→ DOCUMENT SECTION:
***

Item 9. Changes in and Disagreements with Accountants on Accounting and Financial Disclosure
None.
Item 9A. Controls and Procedures
Evaluation of Disclosure Controls and Procedures
The Company has evaluated, under the direction and with the participation of the Chief Executive Officer and Chief Financial Officer, the effectiveness of our disclosure controls and procedures, as defined in Exchange Act Rule 13a-15(e) and 15d-15(e). Based upon this evaluation, the Company’s Chief Executive Officer and Chief Financial Officer concluded that disclosure controls and procedures were effective as of December 31, 2024.
Management’s Report on Internal Control Over Financial Reporting
The Company’s management is responsible for establishing and maintaining adequate internal control over financial reporting, as such term is defined in Exchange Act Rule 13a-15(f). Because of its inherent limitations, internal control over financial reporting may not prevent or detect misstatements. Projections of any evaluation of effectiveness to future periods are subject to the risk that controls may become inadequate because of changes in conditions, or that the degree of compliance with the policies or procedures may deteriorate. Under the supervision and with the participation of management, we conducted an evaluation of the effectiveness of its internal control over financial reporting based on the framework in the 2013 Internal Control — Integrated Framework issued by the Committee of Sponsoring Organizations of the Treadway Commission (“COSO”). Based on that evaluation, the Company’s Chief Executive Officer, Chief Financial Officer and Chief Accounting Officer have concluded that internal control over financial reporting was effective as of December 31, 2024. The Company’s independent registered public accounting firm, that audited the consolidated financial statements included herein under Part II, Item 8 of this Report, has issued a report on the effectiveness of the Company’s internal control over financial reporting. This report can be found under Part II, Item 8 of this Report.
Changes in Internal Control Over Financial Reporting
There have been no material changes in our internal controls over financial reporting required by Rule 13a-15 of the Exchange Act that occurred during the fiscal quarter ended December 31, 2024 that materially affected, or are reasonably likely to materially affect, our internal control over financial reporting.

***

→ MATERIAL:
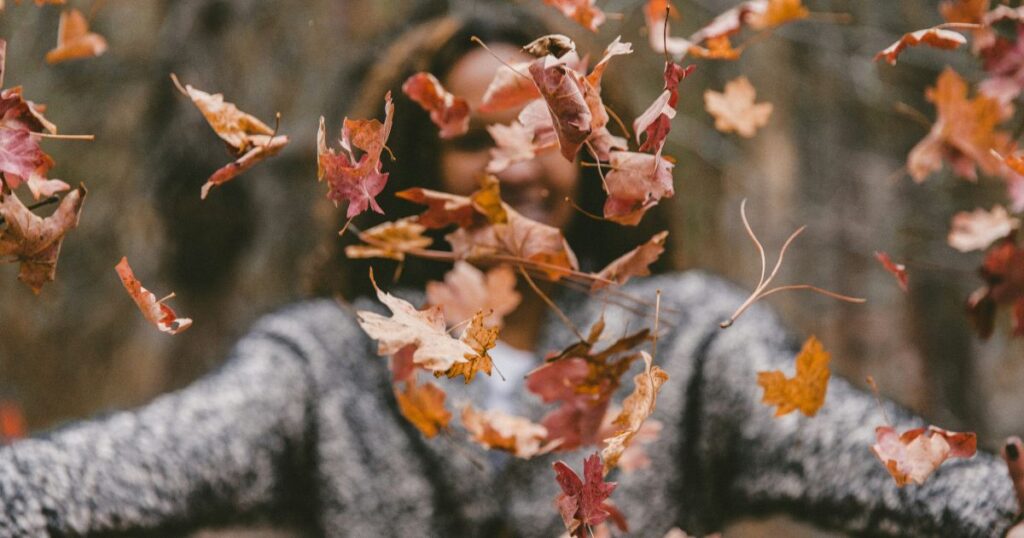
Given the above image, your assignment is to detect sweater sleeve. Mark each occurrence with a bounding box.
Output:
[684,274,1016,536]
[0,301,327,536]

***

→ TASK DETAILS:
Swap "Chief Executive Officer" for "Principal Executive Officer" in the passage of the controls and procedures section that starts at "Item 9. Changes" and ends at "were effective as of December 31, 2024.", then write out that passage with the change.

→ FINAL ANSWER:
Item 9. Changes in and Disagreements with Accountants on Accounting and Financial Disclosure
None.
Item 9A. Controls and Procedures
Evaluation of Disclosure Controls and Procedures
The Company has evaluated, under the direction and with the participation of the Principal Executive Officer and Chief Financial Officer, the effectiveness of our disclosure controls and procedures, as defined in Exchange Act Rule 13a-15(e) and 15d-15(e). Based upon this evaluation, the Company’s Principal Executive Officer and Chief Financial Officer concluded that disclosure controls and procedures were effective as of December 31, 2024.